— ACTIONS TO TAKE —
1) List every name that the news piece on Old Mutual's South Sudan insurance wind-down uses for its South Sudanese subsidiary.
2) Pick up the news piece on Old Mutual's South Sudan insurance wind-down after its final sentence and carry it forward.

— SOURCE DOCUMENT —

start

Old Mutual to Wind Down UAP Insurance Operations in South Sudan by 2025.

Old Mutual Holdings PLC has announced plans to cease all new insurance business and policy renewals by its South Sudanese subsidiary, UAP Insurance South Sudan Limited (UAPISS), effective 3 July 2025. The move comes following a strategic review of the company’s operations in the East African nation.

The decision, disclosed in a corporate public announcement dated 3 July 2025 and signed by Nannette Miingi, Group Company Secretary and Legal Counsel, signals a shift in Old Mutual’s regional strategy amid evolving market dynamics and operating challenges.

While UAPISS will halt all new business activities, the insurer assured policyholders and stakeholders that it remains solvent and fully committed to honouring all existing policies. During the run-off period, which spans until all current contracts naturally expire, UAP Insurance South Sudan will continue to meet valid claims and service obligations in accordance with South Sudanese regulatory requirements.

end

— SOURCE MATERIAL —

start

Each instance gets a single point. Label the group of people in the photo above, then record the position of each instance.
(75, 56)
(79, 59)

end

— REPLIES —
1)
UAP Insurance
UAP Insurance South Sudan Limited
UAPISS
UAP Insurance South Sudan

2)
The decision follows what the group describes as a “strategic review” of UAPISS’s operations and its surrounding business environment. Although Old Mutual has not cited any specific reasons for the closure, industry analysts point to persistent economic volatility, low insurance penetration, and political uncertainty in South Sudan as key headwinds for financial service providers.

“This move underscores Old Mutual’s broader realignment strategy in the region, as it focuses resources on markets with greater stability and return potential,” said an insurance sector analyst in Nairobi.

The Capital Markets Authority has approved the disclosure under the Capital Markets (Securities) (Public Offers, Listing and Disclosures) Regulations, 2023, ensuring transparency for investors and compliance with statutory obligations.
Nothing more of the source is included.